◆ **Set exercise**
Your output must consist solely of the lines from the one containing "Task: Find the bucket" through the end of the records, reproduced exactly.

Object position labeling entries
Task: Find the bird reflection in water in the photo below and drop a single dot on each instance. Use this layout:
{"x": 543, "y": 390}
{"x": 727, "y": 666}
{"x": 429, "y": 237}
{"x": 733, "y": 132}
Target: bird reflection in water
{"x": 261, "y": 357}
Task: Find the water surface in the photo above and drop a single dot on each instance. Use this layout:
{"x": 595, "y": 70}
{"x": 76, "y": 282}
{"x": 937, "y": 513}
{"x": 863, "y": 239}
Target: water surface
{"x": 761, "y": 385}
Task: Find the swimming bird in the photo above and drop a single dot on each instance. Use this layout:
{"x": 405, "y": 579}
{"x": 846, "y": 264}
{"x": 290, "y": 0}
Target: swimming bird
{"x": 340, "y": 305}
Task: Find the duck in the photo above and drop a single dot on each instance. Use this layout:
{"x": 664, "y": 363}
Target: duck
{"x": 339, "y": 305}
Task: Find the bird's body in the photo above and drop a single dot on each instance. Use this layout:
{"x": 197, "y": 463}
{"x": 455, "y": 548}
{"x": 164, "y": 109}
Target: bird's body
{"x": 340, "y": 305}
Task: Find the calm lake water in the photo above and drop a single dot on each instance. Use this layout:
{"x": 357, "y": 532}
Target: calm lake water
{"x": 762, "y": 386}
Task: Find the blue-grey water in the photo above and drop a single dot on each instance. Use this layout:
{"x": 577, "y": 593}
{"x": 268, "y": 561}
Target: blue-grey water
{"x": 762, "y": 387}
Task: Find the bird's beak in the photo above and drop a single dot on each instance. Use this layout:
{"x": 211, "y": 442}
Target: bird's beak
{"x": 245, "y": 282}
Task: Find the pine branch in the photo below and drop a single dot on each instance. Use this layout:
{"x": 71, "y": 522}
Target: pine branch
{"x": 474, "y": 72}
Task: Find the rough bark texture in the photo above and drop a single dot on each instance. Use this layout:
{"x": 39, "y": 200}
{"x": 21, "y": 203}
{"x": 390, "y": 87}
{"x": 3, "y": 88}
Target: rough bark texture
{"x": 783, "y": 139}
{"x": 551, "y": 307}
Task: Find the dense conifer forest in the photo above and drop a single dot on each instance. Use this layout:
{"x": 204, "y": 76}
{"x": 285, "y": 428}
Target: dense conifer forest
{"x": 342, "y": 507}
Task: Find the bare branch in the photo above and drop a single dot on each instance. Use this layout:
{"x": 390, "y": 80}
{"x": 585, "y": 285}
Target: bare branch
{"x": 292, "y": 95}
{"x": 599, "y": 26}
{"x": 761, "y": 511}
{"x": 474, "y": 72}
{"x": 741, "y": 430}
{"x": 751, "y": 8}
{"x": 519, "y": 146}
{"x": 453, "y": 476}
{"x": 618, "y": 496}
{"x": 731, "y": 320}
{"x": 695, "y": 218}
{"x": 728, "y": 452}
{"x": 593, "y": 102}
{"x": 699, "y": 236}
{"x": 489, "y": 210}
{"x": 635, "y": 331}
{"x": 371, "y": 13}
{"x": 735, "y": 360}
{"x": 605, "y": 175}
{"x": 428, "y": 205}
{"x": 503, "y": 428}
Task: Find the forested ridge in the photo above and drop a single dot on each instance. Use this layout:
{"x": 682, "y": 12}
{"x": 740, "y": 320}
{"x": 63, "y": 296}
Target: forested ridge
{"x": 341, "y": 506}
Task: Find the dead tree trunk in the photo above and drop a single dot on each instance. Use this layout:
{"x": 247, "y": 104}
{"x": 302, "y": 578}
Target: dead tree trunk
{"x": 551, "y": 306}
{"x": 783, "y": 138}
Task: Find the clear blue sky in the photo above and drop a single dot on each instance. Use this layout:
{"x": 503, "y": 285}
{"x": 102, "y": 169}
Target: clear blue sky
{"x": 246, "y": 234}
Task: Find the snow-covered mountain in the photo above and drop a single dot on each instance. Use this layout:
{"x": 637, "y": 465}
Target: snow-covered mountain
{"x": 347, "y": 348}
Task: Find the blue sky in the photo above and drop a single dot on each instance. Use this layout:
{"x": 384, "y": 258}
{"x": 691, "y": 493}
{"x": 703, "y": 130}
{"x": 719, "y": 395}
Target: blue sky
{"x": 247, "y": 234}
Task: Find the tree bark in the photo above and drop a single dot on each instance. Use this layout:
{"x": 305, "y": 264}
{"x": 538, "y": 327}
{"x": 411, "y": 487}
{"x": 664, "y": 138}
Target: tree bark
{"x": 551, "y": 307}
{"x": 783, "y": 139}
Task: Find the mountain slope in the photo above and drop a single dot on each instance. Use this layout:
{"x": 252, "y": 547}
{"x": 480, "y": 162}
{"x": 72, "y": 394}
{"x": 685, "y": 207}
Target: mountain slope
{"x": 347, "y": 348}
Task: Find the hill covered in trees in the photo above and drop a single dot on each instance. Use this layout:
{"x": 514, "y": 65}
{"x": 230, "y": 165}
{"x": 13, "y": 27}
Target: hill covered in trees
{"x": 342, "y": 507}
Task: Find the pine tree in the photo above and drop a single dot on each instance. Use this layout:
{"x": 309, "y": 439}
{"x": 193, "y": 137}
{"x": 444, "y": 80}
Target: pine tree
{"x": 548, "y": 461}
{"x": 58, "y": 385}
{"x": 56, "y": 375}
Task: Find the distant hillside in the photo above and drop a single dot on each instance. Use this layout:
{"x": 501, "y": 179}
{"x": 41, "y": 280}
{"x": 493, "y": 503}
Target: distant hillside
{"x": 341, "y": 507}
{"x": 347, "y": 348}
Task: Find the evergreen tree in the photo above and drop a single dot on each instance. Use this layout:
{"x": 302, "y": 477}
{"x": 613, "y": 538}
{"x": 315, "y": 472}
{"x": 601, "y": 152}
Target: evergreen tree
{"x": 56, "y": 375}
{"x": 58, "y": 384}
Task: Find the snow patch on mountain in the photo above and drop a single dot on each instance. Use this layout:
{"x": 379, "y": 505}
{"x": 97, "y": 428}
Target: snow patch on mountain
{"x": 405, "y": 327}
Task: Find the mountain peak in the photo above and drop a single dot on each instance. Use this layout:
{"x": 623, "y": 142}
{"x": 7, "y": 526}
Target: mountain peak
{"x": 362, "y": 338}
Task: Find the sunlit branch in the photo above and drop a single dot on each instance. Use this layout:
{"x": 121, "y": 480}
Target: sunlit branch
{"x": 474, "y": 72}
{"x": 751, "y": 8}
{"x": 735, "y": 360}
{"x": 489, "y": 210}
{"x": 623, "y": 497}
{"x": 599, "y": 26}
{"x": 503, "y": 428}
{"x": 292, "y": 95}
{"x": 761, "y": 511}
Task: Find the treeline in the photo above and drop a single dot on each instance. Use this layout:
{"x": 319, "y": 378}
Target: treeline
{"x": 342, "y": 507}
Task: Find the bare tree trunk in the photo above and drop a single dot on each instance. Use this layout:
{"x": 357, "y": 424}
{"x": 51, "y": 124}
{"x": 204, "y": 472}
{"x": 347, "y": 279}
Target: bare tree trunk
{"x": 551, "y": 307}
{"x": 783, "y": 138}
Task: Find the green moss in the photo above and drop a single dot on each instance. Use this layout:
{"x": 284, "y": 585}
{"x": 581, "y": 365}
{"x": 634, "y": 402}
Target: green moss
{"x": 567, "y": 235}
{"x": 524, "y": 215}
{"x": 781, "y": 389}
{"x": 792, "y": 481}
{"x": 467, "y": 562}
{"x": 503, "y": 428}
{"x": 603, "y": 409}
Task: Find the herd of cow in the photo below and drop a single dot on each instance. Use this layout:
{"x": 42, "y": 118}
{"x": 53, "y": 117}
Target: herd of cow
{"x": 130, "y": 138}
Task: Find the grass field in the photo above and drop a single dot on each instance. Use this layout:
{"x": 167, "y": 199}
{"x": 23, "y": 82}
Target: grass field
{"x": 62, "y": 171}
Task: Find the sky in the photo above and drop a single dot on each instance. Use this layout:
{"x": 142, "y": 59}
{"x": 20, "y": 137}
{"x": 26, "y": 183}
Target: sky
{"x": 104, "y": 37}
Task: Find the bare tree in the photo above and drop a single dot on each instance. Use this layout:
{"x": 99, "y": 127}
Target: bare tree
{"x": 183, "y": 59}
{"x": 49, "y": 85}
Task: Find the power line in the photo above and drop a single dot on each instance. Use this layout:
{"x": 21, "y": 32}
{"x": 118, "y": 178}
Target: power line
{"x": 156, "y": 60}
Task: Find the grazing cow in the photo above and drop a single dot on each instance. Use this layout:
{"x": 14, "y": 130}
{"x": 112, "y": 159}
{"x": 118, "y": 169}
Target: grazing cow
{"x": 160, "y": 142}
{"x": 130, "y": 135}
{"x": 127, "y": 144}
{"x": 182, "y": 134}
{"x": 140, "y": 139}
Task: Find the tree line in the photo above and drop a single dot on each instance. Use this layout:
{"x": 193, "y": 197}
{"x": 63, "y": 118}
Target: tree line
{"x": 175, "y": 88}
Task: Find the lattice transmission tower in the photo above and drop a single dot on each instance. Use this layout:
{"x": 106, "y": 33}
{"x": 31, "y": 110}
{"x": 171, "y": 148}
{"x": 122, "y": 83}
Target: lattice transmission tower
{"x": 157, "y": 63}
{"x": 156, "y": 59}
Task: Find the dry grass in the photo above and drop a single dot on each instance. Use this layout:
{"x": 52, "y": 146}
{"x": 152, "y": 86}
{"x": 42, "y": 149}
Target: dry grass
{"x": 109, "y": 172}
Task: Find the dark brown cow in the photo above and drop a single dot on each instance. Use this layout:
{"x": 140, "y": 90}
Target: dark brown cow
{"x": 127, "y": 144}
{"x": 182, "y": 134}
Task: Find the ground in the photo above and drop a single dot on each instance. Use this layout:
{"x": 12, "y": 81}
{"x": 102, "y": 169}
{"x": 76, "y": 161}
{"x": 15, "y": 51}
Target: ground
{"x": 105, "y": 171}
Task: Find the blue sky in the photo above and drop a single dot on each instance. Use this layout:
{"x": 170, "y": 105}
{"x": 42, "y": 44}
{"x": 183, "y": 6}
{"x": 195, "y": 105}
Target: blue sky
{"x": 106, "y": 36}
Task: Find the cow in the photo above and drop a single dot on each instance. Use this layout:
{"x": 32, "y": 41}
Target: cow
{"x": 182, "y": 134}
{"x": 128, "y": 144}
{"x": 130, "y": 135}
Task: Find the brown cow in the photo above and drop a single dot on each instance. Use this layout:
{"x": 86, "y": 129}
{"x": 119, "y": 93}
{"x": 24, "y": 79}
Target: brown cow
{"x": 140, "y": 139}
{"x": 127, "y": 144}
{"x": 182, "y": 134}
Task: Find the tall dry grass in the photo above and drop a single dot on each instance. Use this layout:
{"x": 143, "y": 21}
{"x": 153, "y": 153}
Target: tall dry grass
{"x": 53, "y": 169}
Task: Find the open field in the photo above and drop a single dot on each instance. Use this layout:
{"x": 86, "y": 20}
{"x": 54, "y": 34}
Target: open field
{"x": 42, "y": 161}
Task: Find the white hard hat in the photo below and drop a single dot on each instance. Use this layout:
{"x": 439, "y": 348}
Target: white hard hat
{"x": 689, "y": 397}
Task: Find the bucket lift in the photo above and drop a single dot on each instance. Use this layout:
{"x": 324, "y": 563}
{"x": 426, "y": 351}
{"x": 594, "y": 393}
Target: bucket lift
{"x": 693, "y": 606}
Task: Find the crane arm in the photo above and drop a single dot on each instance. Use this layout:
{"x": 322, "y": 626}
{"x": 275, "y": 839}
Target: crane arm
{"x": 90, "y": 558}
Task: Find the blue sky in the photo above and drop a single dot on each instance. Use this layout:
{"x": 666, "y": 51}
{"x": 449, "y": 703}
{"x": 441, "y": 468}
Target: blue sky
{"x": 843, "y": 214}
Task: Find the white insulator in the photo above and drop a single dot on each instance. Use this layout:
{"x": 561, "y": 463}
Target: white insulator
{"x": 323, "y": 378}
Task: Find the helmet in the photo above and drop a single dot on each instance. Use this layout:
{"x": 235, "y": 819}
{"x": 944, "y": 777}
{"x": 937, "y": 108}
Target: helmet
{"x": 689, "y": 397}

◆ **The solution**
Task: Find the bucket lift in the photo above and drop a single dot on each instance. Use this layout:
{"x": 324, "y": 563}
{"x": 426, "y": 351}
{"x": 594, "y": 393}
Target: bucket lift
{"x": 693, "y": 606}
Task: Find the crane arm in the photo above and drop a single dot on each instance. Use this layout:
{"x": 322, "y": 626}
{"x": 275, "y": 839}
Target: crane arm
{"x": 90, "y": 558}
Task: Find the blue sky in the photo above and drop a single dot on each instance. Use this layout:
{"x": 666, "y": 51}
{"x": 449, "y": 703}
{"x": 441, "y": 468}
Target: blue sky
{"x": 843, "y": 214}
Task: Find the white insulator in the photo above and drop a single dot on each instance. Use this layout:
{"x": 561, "y": 463}
Target: white insulator
{"x": 323, "y": 378}
Task: Find the helmet in the photo above and drop a single dot on each instance. Use this layout:
{"x": 235, "y": 819}
{"x": 944, "y": 777}
{"x": 937, "y": 108}
Target: helmet
{"x": 689, "y": 397}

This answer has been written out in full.